### Opgesomde regels ###

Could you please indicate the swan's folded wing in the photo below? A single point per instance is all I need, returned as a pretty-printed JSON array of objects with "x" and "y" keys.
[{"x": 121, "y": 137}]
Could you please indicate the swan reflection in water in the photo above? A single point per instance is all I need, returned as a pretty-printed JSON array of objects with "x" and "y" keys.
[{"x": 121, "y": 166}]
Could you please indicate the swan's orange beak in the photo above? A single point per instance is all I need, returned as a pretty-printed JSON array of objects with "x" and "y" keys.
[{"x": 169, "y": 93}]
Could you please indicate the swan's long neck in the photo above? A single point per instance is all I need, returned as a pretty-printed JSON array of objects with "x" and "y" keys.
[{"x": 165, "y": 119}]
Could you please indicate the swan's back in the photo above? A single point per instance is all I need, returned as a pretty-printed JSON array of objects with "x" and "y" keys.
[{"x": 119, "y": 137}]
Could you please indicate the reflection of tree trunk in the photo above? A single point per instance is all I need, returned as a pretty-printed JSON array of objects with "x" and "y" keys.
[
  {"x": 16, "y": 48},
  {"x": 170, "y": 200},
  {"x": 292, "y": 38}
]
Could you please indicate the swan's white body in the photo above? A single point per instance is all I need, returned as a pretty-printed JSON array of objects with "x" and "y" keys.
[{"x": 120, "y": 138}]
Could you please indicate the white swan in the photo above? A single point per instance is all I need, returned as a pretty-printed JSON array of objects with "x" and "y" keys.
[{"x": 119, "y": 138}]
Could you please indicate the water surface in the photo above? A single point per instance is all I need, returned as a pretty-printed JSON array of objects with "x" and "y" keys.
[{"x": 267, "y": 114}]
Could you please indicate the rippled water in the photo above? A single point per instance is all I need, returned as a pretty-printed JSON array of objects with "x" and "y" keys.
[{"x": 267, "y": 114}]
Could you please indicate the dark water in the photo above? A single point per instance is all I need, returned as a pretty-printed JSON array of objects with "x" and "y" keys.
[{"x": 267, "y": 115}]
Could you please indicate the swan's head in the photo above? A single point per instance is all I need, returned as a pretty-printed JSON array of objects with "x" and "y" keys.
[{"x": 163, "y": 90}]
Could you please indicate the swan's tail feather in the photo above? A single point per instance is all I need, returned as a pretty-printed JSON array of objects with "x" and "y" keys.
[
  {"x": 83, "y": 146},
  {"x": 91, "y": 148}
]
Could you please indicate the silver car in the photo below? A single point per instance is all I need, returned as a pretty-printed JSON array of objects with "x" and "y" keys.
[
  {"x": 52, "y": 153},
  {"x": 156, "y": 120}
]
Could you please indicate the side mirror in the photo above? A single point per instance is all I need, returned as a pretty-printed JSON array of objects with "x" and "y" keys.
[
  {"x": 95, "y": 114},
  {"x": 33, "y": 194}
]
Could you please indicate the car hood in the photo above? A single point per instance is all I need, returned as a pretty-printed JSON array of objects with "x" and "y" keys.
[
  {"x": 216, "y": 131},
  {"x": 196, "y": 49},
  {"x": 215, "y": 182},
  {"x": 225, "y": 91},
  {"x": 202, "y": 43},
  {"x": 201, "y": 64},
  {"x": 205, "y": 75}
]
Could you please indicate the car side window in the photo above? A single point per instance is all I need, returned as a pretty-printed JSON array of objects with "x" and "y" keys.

###

Opdracht:
Schrijf alle bovenstaande regels woordelijk over, zonder iets te wijzigen.

Antwoord:
Could you please indicate the swan's folded wing in the photo below? A single point per instance is all I need, returned as a pretty-printed JSON array of objects with "x" and "y" keys.
[{"x": 121, "y": 137}]
Could you please indicate the swan reflection in water in the photo above? A single point per instance is all I need, returned as a pretty-printed JSON array of objects with "x" and "y" keys.
[{"x": 121, "y": 166}]
Could you please indicate the swan's orange beak in the photo above? A single point per instance is all I need, returned as a pretty-printed JSON array of objects with "x" and "y" keys.
[{"x": 169, "y": 93}]
Could you please indicate the swan's long neck in the photo above? A single point per instance is all I need, returned as a pretty-printed JSON array of objects with "x" and "y" keys.
[{"x": 165, "y": 119}]
Could you please indicate the swan's back in the photo above? A single point per instance is all I need, returned as a pretty-printed JSON array of objects with "x" and "y" keys.
[{"x": 119, "y": 137}]
Could you please indicate the reflection of tree trunk in the photo above? A single point per instance is all I need, returned as a pretty-printed JSON array of objects with "x" and "y" keys.
[
  {"x": 16, "y": 48},
  {"x": 170, "y": 200},
  {"x": 292, "y": 38}
]
Could you please indicate the swan's white body in the photo above? A single point per instance is all I need, returned as a pretty-printed JSON array of objects with "x" and "y" keys.
[{"x": 120, "y": 138}]
Could you please indicate the white swan in the photo above? A single point per instance is all I need, returned as a pretty-printed JSON array of objects with "x" and "y" keys.
[{"x": 119, "y": 138}]
Could you please indicate the water surface in the photo above? A single point per instance is all I need, returned as a pretty-printed JSON array of objects with "x" and "y" keys.
[{"x": 267, "y": 114}]
Could you please indicate the rippled water in the photo above? A single point per instance is all I need, returned as a pretty-printed JSON array of objects with "x" and "y" keys.
[{"x": 267, "y": 114}]
Could you please indicate the dark water in the photo above? A single point per instance is all I need, returned as a pretty-printed JSON array of objects with "x" and "y" keys.
[{"x": 267, "y": 115}]
Could you please indicate the swan's head in the photo above? A single point per instance is all I need, returned as a pretty-printed JSON array of objects with "x" and "y" keys.
[{"x": 163, "y": 90}]
Could you please indicate the swan's tail feather in the photo above? A single point per instance is all I need, returned as a pretty-printed JSON array of objects with "x" and "y" keys.
[
  {"x": 83, "y": 146},
  {"x": 91, "y": 148}
]
Could you please indicate the silver car in the photo below? A single point per instance is all I need, returned as a pretty-printed JSON array of objects with "x" and "y" keys.
[
  {"x": 52, "y": 153},
  {"x": 156, "y": 120}
]
Could you please indicate the side mirror in the photo above? A single point per instance is all I need, returned as a pretty-printed JSON array of objects with "x" and "y" keys.
[
  {"x": 95, "y": 114},
  {"x": 33, "y": 194}
]
Could you please indicate the car hood in the photo above? A single point per instance is all I need, returned as a pretty-printed JSON array of objects with "x" and "y" keys.
[
  {"x": 216, "y": 131},
  {"x": 196, "y": 49},
  {"x": 215, "y": 182},
  {"x": 225, "y": 91},
  {"x": 202, "y": 43},
  {"x": 201, "y": 64},
  {"x": 205, "y": 75}
]
Could you please indicate the car side window in the photo above? A single point per instance is all I need, returned as a pretty-printed JSON array of objects with "x" and "y" keys.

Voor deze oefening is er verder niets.